=== STATED PROBLEM ===
Look for the line containing "Target: apse of church" in the listing below. Retype that line and every subsequent line through the last one, and only those.

--- RECORDS FOR THIS TASK ---

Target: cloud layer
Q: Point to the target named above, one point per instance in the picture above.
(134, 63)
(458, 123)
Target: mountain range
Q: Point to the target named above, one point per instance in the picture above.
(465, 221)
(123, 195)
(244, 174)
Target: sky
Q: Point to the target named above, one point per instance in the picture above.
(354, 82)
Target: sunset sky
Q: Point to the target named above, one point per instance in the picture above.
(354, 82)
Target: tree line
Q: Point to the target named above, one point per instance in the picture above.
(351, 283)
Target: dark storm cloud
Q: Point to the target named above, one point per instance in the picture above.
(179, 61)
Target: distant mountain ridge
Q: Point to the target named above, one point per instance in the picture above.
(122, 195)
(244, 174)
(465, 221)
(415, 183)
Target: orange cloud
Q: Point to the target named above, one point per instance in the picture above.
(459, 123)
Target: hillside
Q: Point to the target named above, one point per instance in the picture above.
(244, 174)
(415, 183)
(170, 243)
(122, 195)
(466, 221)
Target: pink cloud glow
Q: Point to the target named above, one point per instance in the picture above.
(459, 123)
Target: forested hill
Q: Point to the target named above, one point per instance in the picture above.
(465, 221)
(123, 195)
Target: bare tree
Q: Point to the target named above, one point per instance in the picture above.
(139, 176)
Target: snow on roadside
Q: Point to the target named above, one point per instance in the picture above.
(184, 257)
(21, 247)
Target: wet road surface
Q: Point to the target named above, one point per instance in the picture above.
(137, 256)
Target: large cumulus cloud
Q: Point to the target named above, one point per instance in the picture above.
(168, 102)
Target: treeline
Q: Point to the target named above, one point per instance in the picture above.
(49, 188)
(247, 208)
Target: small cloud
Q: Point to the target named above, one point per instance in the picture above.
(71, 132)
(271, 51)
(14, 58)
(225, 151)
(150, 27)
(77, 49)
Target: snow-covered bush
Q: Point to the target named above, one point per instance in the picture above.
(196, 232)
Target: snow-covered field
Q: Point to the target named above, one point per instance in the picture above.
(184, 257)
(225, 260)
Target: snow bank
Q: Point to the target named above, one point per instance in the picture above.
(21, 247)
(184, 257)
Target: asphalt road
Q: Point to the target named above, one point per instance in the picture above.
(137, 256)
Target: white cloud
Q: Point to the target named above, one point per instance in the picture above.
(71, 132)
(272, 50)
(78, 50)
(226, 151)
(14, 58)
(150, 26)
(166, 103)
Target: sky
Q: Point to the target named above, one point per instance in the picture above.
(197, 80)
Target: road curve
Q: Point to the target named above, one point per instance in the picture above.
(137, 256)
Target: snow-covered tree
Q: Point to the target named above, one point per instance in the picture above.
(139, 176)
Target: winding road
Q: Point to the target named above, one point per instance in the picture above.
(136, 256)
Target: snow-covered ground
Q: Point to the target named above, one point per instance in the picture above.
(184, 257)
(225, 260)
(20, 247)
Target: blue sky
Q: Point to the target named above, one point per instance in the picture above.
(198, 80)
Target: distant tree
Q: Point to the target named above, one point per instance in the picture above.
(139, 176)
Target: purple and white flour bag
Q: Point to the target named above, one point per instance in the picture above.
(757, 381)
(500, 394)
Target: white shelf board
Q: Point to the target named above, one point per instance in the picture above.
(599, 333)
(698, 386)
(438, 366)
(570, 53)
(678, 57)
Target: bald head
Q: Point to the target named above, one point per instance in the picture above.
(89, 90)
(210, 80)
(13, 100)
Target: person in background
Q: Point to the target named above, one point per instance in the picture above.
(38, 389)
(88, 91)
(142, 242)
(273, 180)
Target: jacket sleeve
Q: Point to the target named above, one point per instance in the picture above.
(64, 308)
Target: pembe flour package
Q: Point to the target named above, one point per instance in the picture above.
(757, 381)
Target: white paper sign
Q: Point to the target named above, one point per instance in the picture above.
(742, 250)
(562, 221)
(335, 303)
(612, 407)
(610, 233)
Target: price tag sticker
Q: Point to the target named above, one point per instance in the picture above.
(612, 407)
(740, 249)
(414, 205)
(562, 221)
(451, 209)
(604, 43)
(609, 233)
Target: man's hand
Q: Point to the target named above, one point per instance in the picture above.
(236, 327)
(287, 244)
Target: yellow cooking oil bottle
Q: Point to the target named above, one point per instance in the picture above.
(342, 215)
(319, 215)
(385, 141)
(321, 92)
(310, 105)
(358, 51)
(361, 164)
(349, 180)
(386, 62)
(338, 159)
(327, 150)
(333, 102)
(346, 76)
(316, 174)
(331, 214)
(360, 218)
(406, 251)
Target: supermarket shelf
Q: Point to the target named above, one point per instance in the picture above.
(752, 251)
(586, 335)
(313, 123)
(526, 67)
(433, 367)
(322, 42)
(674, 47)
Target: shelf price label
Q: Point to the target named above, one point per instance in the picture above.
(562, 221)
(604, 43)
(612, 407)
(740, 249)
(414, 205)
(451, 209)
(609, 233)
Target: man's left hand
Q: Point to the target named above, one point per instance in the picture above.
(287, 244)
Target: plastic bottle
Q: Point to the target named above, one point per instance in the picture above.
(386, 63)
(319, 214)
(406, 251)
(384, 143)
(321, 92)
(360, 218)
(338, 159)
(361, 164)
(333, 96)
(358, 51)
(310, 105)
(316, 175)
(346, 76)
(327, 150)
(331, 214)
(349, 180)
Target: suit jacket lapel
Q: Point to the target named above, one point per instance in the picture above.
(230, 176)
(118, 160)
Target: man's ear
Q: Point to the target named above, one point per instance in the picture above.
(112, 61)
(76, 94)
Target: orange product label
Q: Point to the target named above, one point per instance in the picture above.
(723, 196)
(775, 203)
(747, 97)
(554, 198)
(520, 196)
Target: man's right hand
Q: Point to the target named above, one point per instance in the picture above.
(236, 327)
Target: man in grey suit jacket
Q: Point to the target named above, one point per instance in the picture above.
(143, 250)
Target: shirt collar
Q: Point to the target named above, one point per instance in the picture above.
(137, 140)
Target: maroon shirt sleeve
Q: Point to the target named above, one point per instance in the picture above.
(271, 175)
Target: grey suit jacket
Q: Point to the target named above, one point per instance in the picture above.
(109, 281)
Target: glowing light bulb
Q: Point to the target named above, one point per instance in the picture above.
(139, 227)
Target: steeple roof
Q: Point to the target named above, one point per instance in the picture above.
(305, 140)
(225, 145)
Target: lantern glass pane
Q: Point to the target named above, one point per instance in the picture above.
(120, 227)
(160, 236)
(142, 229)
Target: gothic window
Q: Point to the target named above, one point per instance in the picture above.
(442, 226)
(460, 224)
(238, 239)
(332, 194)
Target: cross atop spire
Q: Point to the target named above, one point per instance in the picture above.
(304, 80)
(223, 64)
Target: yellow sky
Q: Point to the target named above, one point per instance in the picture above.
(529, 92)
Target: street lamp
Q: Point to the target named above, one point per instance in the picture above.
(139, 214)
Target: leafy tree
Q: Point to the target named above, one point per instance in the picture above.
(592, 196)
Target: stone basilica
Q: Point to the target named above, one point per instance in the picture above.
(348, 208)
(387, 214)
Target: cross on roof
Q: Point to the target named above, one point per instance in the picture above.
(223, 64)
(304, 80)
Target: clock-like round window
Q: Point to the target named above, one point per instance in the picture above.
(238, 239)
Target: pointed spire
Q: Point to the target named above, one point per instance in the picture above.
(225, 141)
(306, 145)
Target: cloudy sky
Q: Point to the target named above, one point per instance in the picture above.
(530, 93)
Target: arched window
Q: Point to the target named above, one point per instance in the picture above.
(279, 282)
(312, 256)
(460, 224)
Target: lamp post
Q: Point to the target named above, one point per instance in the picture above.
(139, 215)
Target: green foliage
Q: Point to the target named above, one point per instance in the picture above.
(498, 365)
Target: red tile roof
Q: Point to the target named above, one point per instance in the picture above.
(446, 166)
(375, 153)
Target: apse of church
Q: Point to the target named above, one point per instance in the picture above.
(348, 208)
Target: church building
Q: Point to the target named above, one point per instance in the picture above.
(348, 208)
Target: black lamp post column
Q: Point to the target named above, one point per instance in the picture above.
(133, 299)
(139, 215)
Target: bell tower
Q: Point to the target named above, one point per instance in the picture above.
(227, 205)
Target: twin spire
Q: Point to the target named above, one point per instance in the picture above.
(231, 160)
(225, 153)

---

=== COMPLETED EXERCISE ===
Target: apse of church
Q: Point to the target named above, one point per instance in the picture above.
(348, 208)
Target: church building
Q: Point to the target named above, one point per instance in the picture above.
(348, 208)
Target: black lamp post column
Q: Point to the target named above, one point per instance in the picture above.
(133, 299)
(139, 215)
Target: bell tower
Q: Point to the target named above, one point per instance in the picture above.
(227, 205)
Target: twin spire
Q: Point to the target named above, one point per instance in the picture above.
(231, 160)
(225, 153)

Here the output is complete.